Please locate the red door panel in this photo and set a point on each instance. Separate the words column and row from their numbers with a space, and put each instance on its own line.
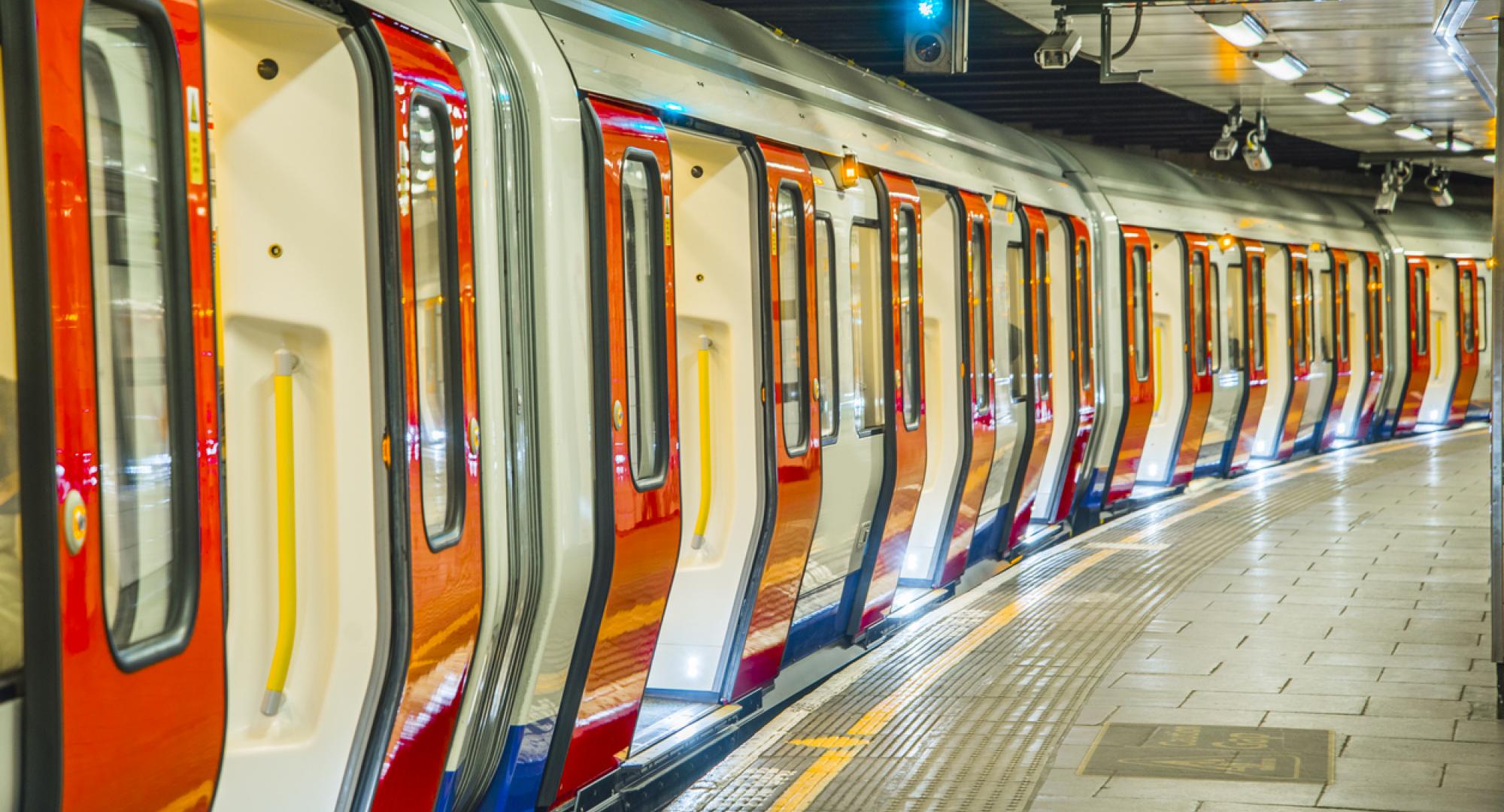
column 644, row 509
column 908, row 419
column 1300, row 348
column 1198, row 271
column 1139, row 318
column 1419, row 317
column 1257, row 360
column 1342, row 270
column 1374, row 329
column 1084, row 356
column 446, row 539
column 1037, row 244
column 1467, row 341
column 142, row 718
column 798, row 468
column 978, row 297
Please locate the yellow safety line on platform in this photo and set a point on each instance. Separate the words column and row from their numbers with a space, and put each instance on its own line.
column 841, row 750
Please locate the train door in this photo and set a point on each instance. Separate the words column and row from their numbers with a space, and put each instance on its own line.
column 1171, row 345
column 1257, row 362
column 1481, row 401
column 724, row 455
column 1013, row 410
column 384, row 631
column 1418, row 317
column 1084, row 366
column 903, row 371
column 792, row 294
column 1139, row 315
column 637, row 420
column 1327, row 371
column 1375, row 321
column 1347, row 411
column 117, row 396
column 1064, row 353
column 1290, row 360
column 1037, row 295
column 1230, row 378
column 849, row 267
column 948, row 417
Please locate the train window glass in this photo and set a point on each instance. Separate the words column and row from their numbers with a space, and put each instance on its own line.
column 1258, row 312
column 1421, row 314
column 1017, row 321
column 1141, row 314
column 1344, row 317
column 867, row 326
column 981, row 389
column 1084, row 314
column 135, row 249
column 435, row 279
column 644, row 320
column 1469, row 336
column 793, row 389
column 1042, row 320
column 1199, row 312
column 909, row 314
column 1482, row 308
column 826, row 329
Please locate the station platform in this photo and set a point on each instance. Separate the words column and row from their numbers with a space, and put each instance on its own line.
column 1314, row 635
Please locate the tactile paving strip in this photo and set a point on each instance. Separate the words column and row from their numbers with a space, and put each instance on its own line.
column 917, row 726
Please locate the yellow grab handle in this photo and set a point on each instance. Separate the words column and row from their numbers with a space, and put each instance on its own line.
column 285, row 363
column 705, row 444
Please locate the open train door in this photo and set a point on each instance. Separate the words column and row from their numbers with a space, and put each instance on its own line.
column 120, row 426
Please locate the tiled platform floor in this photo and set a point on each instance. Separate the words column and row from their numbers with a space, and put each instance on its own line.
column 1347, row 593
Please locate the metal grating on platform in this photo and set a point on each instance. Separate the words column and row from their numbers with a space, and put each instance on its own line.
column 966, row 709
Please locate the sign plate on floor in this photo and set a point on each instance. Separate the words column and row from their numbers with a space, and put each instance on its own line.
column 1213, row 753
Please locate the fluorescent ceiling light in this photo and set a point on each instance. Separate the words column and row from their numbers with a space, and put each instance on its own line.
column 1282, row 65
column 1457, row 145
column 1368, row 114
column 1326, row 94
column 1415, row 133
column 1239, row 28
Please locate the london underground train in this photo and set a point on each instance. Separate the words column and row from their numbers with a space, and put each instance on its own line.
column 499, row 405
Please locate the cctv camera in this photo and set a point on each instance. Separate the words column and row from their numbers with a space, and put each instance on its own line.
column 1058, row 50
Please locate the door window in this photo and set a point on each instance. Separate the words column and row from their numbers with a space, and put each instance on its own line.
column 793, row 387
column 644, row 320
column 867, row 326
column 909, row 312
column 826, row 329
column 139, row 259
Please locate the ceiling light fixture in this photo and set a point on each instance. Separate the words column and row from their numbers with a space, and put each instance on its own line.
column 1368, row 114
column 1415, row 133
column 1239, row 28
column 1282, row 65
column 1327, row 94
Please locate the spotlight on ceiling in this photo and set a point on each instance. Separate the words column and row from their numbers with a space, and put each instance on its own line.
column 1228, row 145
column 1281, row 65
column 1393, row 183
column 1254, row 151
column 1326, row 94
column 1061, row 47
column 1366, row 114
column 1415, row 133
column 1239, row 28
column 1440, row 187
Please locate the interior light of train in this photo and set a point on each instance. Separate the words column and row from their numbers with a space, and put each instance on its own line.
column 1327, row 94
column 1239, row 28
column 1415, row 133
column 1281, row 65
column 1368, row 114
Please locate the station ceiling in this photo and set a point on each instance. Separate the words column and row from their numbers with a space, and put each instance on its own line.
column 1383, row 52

◇ ◇ ◇ ◇ ◇

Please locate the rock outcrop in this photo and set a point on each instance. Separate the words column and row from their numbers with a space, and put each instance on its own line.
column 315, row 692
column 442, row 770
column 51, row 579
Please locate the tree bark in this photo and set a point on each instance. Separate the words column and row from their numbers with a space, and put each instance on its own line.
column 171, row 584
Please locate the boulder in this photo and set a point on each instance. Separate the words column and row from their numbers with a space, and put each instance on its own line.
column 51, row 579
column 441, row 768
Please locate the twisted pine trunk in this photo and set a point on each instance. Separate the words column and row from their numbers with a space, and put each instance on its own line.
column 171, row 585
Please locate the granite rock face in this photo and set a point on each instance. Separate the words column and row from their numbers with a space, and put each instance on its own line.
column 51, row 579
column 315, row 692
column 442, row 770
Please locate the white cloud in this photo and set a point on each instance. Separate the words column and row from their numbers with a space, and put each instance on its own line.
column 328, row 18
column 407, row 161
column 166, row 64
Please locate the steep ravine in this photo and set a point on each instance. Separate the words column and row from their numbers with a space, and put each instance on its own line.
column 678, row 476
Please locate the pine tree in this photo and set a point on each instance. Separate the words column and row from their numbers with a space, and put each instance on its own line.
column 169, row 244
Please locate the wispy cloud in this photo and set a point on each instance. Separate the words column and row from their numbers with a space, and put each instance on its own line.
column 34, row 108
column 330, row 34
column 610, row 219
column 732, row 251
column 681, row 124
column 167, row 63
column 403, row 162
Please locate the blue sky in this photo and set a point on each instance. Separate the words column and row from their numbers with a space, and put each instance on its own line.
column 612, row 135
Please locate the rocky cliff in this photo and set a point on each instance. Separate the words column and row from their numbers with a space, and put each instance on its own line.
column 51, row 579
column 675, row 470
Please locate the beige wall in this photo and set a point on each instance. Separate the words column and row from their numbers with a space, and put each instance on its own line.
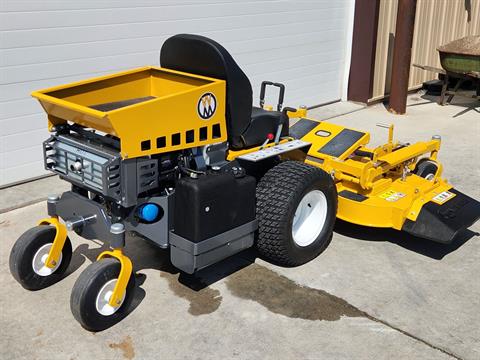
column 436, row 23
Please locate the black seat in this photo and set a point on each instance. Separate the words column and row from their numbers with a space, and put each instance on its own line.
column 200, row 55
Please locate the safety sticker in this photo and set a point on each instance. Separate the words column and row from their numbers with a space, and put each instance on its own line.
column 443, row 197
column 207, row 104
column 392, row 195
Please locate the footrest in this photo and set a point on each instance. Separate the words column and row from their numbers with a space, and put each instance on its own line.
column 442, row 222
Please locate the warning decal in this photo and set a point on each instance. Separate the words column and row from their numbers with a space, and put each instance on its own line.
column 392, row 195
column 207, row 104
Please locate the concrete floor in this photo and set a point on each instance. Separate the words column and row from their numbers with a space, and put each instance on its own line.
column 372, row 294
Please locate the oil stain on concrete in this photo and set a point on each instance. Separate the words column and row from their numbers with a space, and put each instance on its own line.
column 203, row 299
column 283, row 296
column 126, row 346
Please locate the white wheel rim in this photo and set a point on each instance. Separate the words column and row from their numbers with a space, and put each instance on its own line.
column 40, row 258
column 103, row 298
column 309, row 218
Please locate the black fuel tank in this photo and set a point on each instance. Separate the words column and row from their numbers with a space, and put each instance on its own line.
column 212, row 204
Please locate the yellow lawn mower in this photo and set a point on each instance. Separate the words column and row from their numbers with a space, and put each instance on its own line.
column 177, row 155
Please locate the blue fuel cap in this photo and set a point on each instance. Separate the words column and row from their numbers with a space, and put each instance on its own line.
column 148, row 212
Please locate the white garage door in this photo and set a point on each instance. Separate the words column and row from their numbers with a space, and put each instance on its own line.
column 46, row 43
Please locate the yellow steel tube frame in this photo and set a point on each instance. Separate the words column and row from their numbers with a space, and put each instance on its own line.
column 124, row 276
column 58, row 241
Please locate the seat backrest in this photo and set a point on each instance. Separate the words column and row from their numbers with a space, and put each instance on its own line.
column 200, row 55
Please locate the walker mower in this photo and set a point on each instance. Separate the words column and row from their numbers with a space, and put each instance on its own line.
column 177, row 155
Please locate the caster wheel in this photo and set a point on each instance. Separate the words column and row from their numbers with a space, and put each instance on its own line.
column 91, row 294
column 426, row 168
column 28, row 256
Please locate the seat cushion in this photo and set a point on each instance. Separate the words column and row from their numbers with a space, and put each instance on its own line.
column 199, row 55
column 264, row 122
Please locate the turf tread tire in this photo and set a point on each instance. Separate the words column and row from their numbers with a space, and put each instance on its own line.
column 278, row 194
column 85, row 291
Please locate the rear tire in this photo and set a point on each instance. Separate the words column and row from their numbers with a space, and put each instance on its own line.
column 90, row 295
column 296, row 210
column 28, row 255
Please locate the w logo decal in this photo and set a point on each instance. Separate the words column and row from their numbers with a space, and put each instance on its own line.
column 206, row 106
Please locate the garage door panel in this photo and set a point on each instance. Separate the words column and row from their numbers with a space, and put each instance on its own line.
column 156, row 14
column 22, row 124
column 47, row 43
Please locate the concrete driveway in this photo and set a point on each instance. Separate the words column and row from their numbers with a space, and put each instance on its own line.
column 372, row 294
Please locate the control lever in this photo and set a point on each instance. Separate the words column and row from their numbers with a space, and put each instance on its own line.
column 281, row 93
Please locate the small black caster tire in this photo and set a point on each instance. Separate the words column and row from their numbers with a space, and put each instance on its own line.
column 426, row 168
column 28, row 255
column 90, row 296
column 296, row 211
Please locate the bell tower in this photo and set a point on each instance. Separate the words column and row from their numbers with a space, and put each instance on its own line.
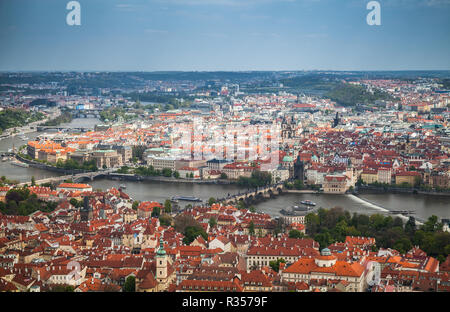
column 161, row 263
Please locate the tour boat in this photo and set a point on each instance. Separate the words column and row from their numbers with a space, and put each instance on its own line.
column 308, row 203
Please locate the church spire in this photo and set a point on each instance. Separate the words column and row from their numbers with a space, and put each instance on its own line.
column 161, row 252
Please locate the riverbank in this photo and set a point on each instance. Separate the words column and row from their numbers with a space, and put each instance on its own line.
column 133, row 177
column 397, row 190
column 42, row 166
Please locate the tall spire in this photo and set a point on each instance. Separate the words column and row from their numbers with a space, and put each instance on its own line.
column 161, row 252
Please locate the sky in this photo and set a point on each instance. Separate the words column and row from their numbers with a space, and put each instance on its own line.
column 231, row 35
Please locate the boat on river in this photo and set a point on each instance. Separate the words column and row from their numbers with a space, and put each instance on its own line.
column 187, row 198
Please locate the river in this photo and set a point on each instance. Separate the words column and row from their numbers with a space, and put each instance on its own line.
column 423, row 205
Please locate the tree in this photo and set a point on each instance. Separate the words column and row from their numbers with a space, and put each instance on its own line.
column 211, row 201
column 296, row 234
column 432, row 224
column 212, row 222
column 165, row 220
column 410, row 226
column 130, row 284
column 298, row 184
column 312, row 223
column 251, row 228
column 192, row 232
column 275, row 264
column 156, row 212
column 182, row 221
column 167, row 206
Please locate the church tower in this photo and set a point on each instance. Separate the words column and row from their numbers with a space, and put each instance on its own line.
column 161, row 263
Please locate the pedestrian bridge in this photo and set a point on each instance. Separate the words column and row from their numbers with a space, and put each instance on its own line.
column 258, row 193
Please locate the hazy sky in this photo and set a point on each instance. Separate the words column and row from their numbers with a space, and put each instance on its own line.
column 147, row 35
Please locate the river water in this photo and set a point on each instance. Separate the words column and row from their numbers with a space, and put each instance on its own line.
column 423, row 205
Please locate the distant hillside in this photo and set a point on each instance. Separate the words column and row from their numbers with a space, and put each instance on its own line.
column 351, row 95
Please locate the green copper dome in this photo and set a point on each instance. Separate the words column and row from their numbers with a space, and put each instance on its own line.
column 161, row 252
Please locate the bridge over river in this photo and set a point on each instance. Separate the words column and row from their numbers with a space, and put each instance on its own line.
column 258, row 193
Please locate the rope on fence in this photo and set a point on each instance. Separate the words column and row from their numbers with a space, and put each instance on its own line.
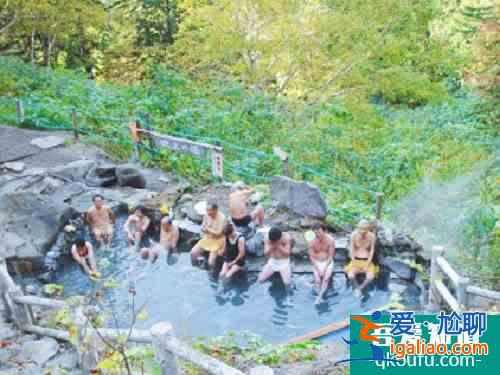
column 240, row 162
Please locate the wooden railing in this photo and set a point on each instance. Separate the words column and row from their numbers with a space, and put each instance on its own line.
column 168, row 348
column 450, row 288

◇ ◇ ◇ ◇ ◇

Copy out the entries again, starting at the line that contains "Please locate the red" and ending at the line that contains "column 978, row 297". Leave out the pictures.

RESPONSE TO THE TASK -
Please locate the red door panel in this photo and set a point on each instance. Separate the words column and row from their numbers with a space, and put each instance on its own line.
column 644, row 509
column 908, row 419
column 1300, row 348
column 1198, row 271
column 1139, row 318
column 1419, row 317
column 1257, row 360
column 1342, row 270
column 1374, row 329
column 1084, row 356
column 446, row 539
column 1037, row 244
column 1467, row 341
column 142, row 718
column 798, row 468
column 978, row 297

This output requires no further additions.